Reproduce every line of the records in full, requests included, from the line that contains "Note: point to the rock crevice" through the end of the records. Shift each coordinate in the answers by -40.
--- START OF Data for this task ---
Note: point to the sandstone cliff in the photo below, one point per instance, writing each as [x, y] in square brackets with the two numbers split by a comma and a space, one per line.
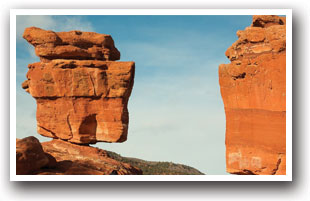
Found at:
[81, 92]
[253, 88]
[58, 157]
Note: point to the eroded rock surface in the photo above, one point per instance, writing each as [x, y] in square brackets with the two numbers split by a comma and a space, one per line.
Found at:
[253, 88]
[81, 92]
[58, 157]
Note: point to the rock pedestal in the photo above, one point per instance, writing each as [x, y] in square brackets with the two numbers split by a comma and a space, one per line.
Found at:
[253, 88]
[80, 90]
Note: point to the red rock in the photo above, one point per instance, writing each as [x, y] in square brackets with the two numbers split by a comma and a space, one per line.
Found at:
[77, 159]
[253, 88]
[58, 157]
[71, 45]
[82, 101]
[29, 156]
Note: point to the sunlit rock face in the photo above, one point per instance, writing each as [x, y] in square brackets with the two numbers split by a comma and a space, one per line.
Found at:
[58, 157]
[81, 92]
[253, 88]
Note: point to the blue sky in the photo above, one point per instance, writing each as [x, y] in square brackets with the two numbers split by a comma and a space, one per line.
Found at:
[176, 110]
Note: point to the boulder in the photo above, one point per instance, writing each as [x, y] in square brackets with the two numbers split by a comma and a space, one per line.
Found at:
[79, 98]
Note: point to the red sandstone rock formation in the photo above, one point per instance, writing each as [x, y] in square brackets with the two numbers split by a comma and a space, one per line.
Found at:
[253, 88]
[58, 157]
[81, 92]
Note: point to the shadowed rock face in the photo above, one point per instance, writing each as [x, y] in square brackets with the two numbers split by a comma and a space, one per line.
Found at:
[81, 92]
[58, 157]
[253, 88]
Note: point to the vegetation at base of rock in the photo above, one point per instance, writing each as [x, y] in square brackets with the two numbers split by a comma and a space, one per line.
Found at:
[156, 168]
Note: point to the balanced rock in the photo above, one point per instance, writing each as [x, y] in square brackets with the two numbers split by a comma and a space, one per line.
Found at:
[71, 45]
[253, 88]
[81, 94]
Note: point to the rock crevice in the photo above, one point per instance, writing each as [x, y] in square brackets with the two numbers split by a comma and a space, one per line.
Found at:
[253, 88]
--- END OF Data for this task ---
*Result of the exercise:*
Note: point to the rock crevice in the photo above, one point per instance, writing each as [x, y] in square brackets with the two numbers split by a comma and a space, one per line.
Found at:
[213, 48]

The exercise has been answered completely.